**SUPPLIED TEXT**
● ● ●
“You Know What Has
Happened” – Easter 2014
One of the casualties of the present age is the inability to
arrive at agreement on just about anything.
Certainly on matters of taste and opinion we should not expect agreement
among persons; civilized people respect differences in these areas and allow
people to be as they are. In the realm
of truth and goodness, the failure to agree has profoundly deleterious
consequences for individual persons and entire societies. However, now the lack of agreement extends to
the realm of facts – facts of history, facts of present day events. I remember attending a Civil War re-enactment
at a small battlefield in Kansas where a group of people showed up cheering for
the Confederates to win! Did they really
think that such advocacy could alter the outcome of history? Did they reject the outcome of that
historical event to such an extent that they held out hope for a different
result in the present age?
In any case, when Peter announces to the crowd the saving
words and deeds of Jesus, culminating in the Resurrection, he makes this bold
proclamation: “You know what has
happened all over Judea…” The events of
Jesus’ life, death, and even resurrection are known to the entire world. They are not hidden, secret events. They are not even matters of dispute as to
whether they happened or not. What
matters is whether these events have any meaning for us in our lives, or
rather, whether we live in such a way that indicate that these events do indeed
have salvific meaning for us.
The great Jesuit theologian Karl Rahner made famous the
phrase “the anonymous Christian.” By
this statement he meant that there exist people whose lives reflect Gospel
values and the manner of Jesus’ living, even though they have no material
knowledge at all of Jesus the Lord. They
live their lives in a way that a Christian ought to live – lives of hope, joy,
and love – lives that openly reflect the fact that Jesus existed on this earth;
that he died and rose again to save all humankind. We marvel at such lives, as they stand as an
indictment to us who do know about the message and Jesus and live less than
exemplary Christian lives.
● ● ●
**GIVEN TASK 1**
What does the Easter 2014 reflection say, summed up in two sentences?
**GIVEN TASK 2**
Could you pick up the Easter 2014 reflection after its last sentence and carry it forward?

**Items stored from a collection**
● ● ●
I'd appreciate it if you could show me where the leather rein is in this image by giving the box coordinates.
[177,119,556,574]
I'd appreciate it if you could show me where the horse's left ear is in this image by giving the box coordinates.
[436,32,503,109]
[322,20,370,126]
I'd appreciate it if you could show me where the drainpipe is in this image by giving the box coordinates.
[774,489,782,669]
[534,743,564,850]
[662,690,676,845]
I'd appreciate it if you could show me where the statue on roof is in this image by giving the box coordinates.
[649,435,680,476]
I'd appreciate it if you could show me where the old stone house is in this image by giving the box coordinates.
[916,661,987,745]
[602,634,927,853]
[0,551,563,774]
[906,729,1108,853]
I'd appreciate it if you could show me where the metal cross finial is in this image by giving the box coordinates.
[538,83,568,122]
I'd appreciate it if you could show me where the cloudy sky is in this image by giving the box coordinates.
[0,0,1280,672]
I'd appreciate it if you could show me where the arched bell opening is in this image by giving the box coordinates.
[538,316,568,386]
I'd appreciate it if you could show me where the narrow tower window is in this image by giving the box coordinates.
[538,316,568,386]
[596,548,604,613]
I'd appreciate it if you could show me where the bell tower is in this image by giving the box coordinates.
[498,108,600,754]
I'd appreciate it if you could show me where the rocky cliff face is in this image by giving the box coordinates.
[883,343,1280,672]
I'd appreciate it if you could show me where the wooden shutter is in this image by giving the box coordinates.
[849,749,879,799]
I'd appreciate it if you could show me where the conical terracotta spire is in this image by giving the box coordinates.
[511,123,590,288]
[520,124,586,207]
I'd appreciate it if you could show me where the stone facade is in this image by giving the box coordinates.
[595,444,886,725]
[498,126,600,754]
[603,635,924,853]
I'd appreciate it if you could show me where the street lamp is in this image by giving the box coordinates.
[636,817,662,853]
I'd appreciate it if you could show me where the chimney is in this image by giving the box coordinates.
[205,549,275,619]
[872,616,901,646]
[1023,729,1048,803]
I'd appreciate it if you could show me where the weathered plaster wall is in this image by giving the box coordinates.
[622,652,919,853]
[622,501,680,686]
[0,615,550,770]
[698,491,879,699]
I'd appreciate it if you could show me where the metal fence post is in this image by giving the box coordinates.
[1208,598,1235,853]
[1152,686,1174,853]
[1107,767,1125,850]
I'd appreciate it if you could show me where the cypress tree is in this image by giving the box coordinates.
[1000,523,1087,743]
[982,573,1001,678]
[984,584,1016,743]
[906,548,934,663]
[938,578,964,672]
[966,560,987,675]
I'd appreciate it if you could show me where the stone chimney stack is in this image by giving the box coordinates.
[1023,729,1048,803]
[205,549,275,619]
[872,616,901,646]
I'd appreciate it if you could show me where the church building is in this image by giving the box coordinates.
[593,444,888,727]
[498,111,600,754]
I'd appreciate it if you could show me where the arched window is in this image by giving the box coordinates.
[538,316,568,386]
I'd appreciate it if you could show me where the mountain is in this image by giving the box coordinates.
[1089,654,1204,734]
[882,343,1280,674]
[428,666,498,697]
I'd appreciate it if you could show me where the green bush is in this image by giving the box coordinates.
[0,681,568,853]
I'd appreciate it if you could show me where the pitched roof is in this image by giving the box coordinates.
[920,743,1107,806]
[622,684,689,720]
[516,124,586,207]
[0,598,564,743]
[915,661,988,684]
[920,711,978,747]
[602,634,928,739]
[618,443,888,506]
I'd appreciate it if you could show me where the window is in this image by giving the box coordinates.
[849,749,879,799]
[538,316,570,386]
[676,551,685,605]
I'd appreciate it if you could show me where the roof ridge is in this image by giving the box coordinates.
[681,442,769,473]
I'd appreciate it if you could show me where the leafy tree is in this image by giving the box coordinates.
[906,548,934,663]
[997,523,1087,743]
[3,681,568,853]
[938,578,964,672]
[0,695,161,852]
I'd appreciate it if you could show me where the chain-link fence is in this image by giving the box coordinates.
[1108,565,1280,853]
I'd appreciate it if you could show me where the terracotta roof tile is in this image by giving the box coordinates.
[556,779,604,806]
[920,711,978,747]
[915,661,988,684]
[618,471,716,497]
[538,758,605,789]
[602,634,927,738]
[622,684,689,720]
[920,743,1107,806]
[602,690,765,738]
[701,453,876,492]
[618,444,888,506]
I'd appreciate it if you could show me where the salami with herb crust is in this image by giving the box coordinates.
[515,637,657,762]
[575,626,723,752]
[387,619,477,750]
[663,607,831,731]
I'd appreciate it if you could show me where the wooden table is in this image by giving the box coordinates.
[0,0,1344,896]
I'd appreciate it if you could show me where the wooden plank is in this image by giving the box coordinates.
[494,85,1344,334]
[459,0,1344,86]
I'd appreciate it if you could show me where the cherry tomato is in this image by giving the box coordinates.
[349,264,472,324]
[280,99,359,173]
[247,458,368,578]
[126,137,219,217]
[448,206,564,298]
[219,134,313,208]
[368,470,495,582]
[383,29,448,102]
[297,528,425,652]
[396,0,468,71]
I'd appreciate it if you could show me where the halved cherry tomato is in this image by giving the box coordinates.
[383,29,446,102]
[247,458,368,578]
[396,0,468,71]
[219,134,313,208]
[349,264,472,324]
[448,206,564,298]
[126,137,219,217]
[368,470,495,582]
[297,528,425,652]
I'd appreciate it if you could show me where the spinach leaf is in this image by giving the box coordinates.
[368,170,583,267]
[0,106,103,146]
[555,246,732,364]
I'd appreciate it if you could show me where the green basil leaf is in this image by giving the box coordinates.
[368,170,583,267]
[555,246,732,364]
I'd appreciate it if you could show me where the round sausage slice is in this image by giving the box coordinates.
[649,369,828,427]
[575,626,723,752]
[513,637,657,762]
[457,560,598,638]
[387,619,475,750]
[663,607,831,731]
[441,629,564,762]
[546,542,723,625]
● ● ●
**RIGHT ANSWER 1**
The reflection laments that people today cannot agree even on facts of history and present-day events, and it contrasts this with Peter's proclamation that the events of Jesus' life, death, and resurrection are known to the whole world and are not in dispute. What matters, it says, is whether we live in a way that shows these events have saving meaning for us, a point sharpened by Karl Rahner's "anonymous Christian," whose life of hope, joy, and love stands as an indictment of those who know the message yet live less than exemplary Christian lives.

**RIGHT ANSWER 2**
Rahner had a companion idea known less famously as “the
anonymous atheist.” He used this term to
refer to Christians who profess the creed with their lips, but there outward
lives in no way reflect Gospel values.
Their lives do not represent Christian joy, hope, and love that reflect
the truth that Jesus existed on this earth - that he died and rose again to
save all humankind. In effect, they live
as an atheist. The life of Jesus has no
real practical meaning for their lives.
The fact of the empty tomb and the words of Peter today
compel us to tear aside the anonymity of our lives and to definitively state
whether Jesus the Lord has real and authentic meaning for us in our lives. Will we decide to respond affirmatively to
the event of Jesus’ resurrection and live our lives anew as His followers? Or will we continue to see the empty tomb and
all Jesus said and did as mere curiosities that do not affect the way we live
in any appreciable way?
The resurrection of Jesus led to some rapid and dramatic
results in the life of Jesus’ followers.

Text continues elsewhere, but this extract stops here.